*** DOCUMENT EXTRACT Section Begins ***

The selection of figures reflects contemporary thinking, although even by the taste of the 1860s it seems odd to omit Schubert, then considered rather lightweight, whilst including Daniel Auber and Grétry.

Among the painters, a classical tradition predominates to the extent that there is no hint of Mannerism in the sixteenth century and Giulio Romano is omitted, nor is there any reference to Rococo taste, where a modern list would include Antoine Watteau and François Boucher. The painters represented in the frieze reflect to some extent, Albert's own taste for the "Primitives" of the late Middle Ages, although Duccio is absent. Botticelli and Vermeer were yet to be rediscovered, and El Greco, Caravaggio and Goya, who would all figure in a modern canon, mostly were regarded with suspicion.

No English poet after John Milton was featured. Among the architects, the figure of Nitocris, the only figure representing a woman on the frieze, may have been selected because it was at one time thought that she was the pharaoh responsible for the pyramid now credited to Menkaura.

Other figures commemorated elsewhere on the Albert Memorial, on the canopy mosaics, but not on the frieze, are Apelles (painting), King Solomon (architecture) and King David (poetry). The preferred south side of the memorial, being the direction in which Albert's statue faces, is populated by poets and musicians, with poets at the centre in accordance with the Victorian concept of poetry as the highest of the arts.

The arrangement of the other groups also reflects this Victorian thinking, with the fine arts of the sculptors and painters on the east and west sides, joining a spiritual side on the south (the poets and musicians) and a material side on the north (the architects). At least three of the sides also have a central, pre-eminent figure seated on a throne, with Homer for the poets, Raphael for the painters, and Michelangelo for the sculptors.

Scott originally intended the last of the architects depicted in full to be himself, however, after all the other characters had been chosen, he realised he'd forgotten Pugin, the great genius of the Victorian Gothic Revival. So Scott replaced his own statue with Pugin's, and then placed himself as a relief head, looking over Pugin's shoulder.

==Authenticity and details==

Authentic points of detail and historical accuracy include Phidias being depicted as bald, the phorminx (lyre) being held by the bard Homer, William Hogarth's dog, Paolo Veronese's hand resting on a greyhound, Daniel Auber's right arm in a sling, the building models held by William of Wykeham and Jean de Chelles, the model of Trajan's Column held by Apollodorus of Damascus, the object held by Hiram, the sculptures held by Dibutades and Phidias, Ghiberti leaning on a panel, the sculptures being held by Donatello and Michelangelo, and the statue being admired by the group to the right of Cellini.

Authentic period detail also is seen in much of the clothing, the details of facial hair, furniture, and accessories, including scrolls, books, swords, and palettes. The figures are posed, either in isolation or in groups, with some figures facing each other in poses of admiration or engaged deeply in conversation.

*** DOCUMENT EXTRACT Section Ends ***

TASK DESCRIPTION
Quote the passage on the Albert Memorial frieze between "Authentic points of" and "right of Cellini.", inclusive.

*** INFORMATION SHOWN Section Begins ***

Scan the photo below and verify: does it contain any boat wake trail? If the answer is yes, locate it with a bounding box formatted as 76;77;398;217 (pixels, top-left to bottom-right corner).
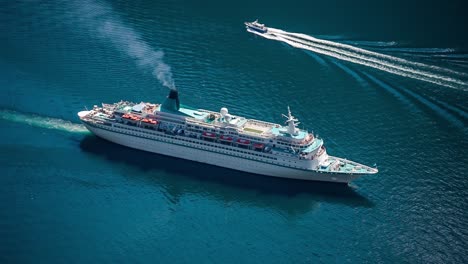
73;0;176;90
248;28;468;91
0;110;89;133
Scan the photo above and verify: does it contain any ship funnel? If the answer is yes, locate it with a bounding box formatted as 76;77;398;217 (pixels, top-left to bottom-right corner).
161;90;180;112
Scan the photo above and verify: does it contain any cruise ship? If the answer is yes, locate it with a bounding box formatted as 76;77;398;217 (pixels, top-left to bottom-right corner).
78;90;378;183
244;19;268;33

*** INFORMATION SHOWN Section Ends ***
*** INFORMATION SHOWN Section Begins ***

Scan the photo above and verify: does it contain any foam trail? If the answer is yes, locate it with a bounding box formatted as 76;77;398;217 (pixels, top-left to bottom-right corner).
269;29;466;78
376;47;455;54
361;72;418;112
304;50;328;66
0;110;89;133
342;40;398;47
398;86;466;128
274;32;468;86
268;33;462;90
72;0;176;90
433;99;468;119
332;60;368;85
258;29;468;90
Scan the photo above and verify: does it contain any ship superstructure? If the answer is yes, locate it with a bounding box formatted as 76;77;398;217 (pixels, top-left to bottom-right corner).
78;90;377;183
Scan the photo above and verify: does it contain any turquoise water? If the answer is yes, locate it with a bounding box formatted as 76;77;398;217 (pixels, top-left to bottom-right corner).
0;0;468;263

*** INFORMATION SHOWN Section Ends ***
*** INFORMATION SHOWN Section Begins ***

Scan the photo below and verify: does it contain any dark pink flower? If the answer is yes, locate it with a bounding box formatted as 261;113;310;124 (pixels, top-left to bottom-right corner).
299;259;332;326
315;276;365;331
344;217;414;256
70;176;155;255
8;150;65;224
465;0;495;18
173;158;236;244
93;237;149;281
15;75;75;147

*** INFORMATION SHOWN Section Ends ***

SOLUTION FOR THIS EXERCISE
Authentic points of detail and historical accuracy include Phidias being depicted as bald, the phorminx (lyre) being held by the bard Homer, William Hogarth's dog, Paolo Veronese's hand resting on a greyhound, Daniel Auber's right arm in a sling, the building models held by William of Wykeham and Jean de Chelles, the model of Trajan's Column held by Apollodorus of Damascus, the object held by Hiram, the sculptures held by Dibutades and Phidias, Ghiberti leaning on a panel, the sculptures being held by Donatello and Michelangelo, and the statue being admired by the group to the right of Cellini.